# Task objective
Locate each line of the material below that contains the string "bush", treating uppercase and lowercase as different, and copy every such line in full.

— start of Materials provided —

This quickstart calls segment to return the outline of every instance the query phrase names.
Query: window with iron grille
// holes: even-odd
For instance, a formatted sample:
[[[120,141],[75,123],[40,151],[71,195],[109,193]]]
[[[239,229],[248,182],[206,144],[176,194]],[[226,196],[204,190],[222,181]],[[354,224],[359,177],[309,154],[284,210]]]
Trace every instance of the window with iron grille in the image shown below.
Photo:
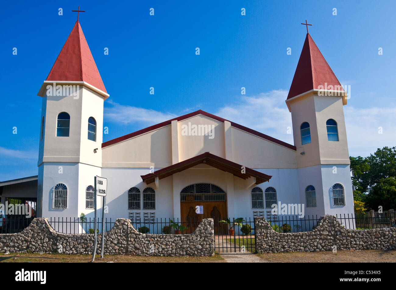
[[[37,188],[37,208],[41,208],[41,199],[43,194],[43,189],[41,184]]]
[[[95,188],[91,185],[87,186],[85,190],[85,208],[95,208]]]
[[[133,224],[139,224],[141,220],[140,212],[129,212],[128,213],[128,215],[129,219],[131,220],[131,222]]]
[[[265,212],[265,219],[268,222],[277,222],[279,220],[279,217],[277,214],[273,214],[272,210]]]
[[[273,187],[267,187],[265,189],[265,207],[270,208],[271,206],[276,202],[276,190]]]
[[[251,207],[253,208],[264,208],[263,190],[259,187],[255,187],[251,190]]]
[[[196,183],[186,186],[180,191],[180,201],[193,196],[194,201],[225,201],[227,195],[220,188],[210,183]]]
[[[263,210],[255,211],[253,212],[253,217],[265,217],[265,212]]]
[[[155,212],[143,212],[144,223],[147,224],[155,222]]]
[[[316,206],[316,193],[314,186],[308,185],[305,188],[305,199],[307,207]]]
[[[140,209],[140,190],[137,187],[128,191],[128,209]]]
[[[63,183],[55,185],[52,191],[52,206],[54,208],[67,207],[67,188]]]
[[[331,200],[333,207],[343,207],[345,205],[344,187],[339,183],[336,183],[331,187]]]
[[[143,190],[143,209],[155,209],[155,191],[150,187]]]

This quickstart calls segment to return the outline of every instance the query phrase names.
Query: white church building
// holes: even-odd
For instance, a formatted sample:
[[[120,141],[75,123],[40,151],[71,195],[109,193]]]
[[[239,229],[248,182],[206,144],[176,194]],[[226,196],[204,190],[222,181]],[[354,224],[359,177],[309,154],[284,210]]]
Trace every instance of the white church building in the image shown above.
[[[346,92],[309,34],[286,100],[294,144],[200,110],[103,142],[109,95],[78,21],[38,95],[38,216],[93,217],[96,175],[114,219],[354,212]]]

— end of Materials provided —
— start of Materials provided —

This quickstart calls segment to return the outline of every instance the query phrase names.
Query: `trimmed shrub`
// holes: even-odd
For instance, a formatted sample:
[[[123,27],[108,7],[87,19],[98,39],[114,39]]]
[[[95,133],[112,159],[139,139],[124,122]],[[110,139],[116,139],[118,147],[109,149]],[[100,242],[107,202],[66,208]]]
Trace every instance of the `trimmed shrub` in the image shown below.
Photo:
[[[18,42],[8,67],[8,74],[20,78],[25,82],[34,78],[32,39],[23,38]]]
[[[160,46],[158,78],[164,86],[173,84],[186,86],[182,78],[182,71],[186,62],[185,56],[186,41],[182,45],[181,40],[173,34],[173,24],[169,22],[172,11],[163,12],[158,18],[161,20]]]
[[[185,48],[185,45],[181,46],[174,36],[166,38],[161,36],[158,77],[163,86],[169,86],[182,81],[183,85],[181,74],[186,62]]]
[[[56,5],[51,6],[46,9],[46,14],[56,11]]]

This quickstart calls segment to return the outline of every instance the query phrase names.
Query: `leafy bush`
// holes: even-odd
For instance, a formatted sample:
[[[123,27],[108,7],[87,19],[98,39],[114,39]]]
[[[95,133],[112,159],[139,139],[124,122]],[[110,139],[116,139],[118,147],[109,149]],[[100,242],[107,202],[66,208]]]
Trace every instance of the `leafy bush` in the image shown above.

— end of Materials provided —
— start of Materials provided —

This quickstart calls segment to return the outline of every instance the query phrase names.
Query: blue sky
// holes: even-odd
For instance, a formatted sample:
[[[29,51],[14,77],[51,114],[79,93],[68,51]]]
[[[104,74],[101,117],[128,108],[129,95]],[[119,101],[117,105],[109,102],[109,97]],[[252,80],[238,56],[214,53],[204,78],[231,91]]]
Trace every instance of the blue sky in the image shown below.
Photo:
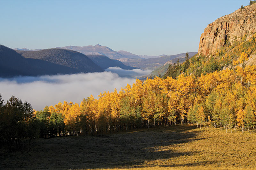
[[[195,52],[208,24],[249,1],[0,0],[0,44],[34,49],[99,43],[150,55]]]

— end of Materials provided —

# Task result
Query: `leafy bush`
Trace every instance of the `leafy bush` in the image shown above.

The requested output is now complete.